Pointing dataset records
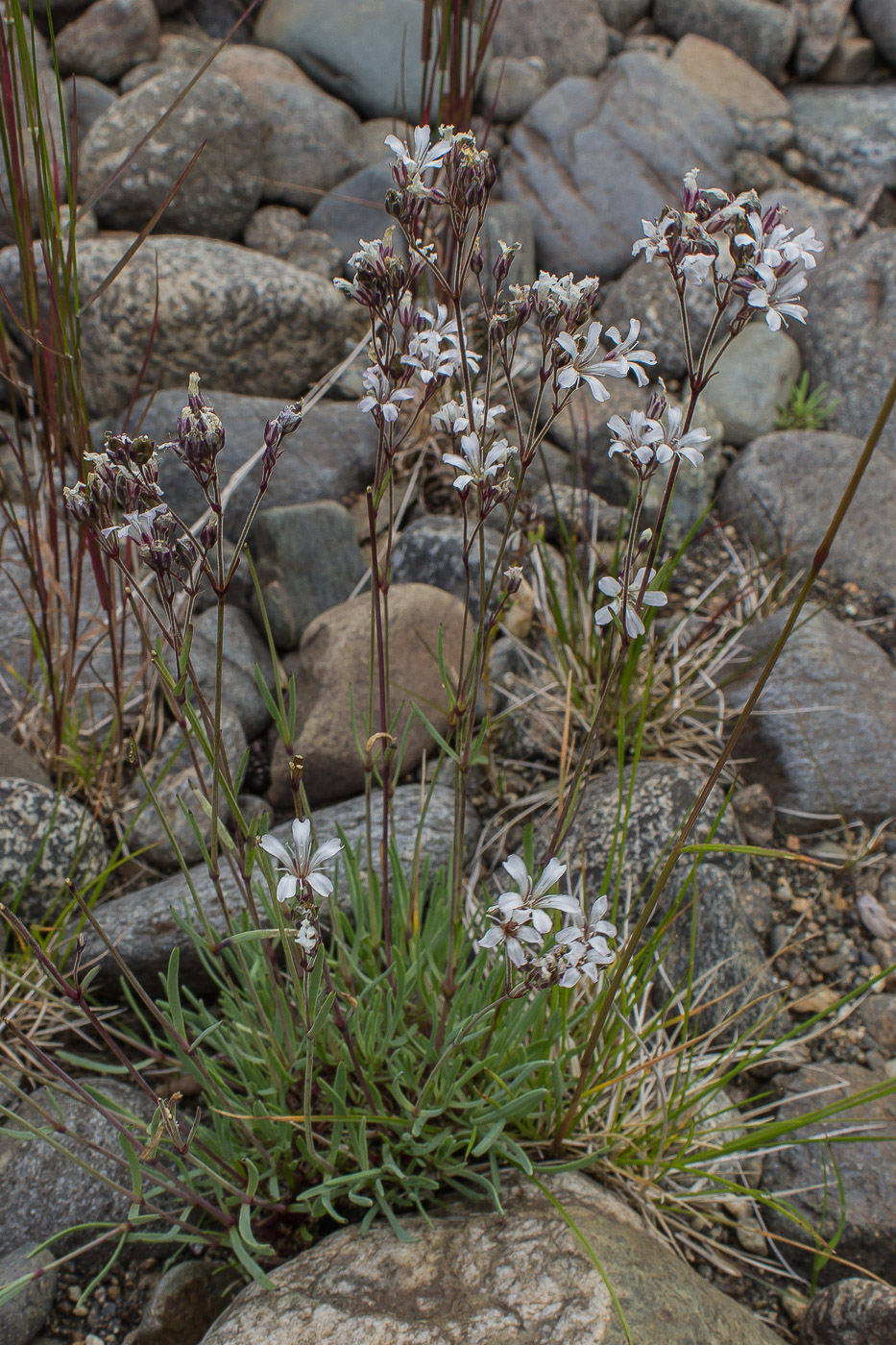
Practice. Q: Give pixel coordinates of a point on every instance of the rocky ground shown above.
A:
(593, 117)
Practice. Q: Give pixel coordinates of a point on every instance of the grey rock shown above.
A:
(879, 22)
(852, 61)
(355, 210)
(352, 1286)
(818, 27)
(17, 764)
(184, 1304)
(23, 1315)
(307, 137)
(852, 1311)
(109, 37)
(173, 776)
(238, 318)
(512, 85)
(244, 648)
(44, 1190)
(307, 560)
(763, 34)
(573, 43)
(865, 1166)
(752, 379)
(594, 157)
(44, 838)
(848, 134)
(221, 190)
(849, 333)
(141, 925)
(720, 71)
(815, 736)
(86, 100)
(363, 51)
(331, 453)
(648, 295)
(623, 13)
(784, 490)
(429, 550)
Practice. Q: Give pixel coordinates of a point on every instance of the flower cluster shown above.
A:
(302, 881)
(522, 920)
(714, 229)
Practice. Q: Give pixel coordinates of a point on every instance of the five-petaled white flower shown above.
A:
(614, 589)
(381, 399)
(301, 869)
(534, 897)
(473, 467)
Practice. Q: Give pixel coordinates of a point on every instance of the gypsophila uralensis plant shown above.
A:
(369, 1041)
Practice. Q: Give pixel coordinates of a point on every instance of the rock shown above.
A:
(429, 550)
(109, 37)
(848, 134)
(852, 1311)
(17, 764)
(44, 838)
(852, 61)
(453, 1281)
(184, 1304)
(355, 210)
(307, 137)
(512, 85)
(879, 22)
(805, 1172)
(573, 43)
(43, 1189)
(717, 70)
(818, 27)
(173, 776)
(278, 232)
(363, 51)
(623, 13)
(332, 668)
(761, 33)
(647, 293)
(784, 490)
(86, 100)
(752, 379)
(814, 739)
(221, 190)
(849, 330)
(244, 648)
(594, 157)
(307, 560)
(879, 1015)
(241, 319)
(331, 453)
(144, 932)
(23, 1315)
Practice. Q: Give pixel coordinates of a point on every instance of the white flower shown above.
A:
(473, 468)
(614, 589)
(379, 399)
(424, 155)
(301, 869)
(513, 930)
(777, 295)
(654, 241)
(674, 444)
(534, 897)
(452, 419)
(307, 938)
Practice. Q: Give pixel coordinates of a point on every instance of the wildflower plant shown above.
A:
(373, 1038)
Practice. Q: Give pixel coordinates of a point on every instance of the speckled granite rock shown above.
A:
(44, 838)
(476, 1277)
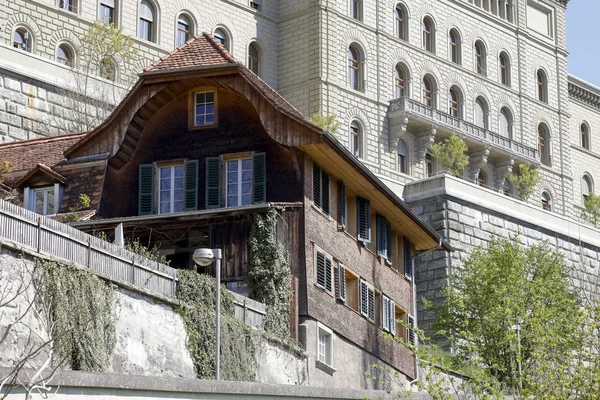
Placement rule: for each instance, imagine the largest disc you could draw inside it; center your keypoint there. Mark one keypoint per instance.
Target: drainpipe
(414, 291)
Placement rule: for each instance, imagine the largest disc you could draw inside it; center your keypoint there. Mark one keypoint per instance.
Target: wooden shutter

**Exercise requirements:**
Rescale the part of the listing starting at the line that contains "five-petaled white flower shown above." and ending at the line that contains "(369, 1041)", inclusive. Reproduce only those lines, requests included, with every coordinate in the answers multiplied by 0.8 and rounded to the nearest whole number, halves rounded up.

**Result of this exercise:**
Practice. Q: Give pixel coordinates of a point on every instance of the five-petaled white flower shown above.
A:
(491, 471)
(305, 319)
(241, 695)
(427, 718)
(378, 374)
Practice. Q: Give pixel coordinates of a point on every instance of the gypsophila uralensis plant shown above.
A:
(295, 833)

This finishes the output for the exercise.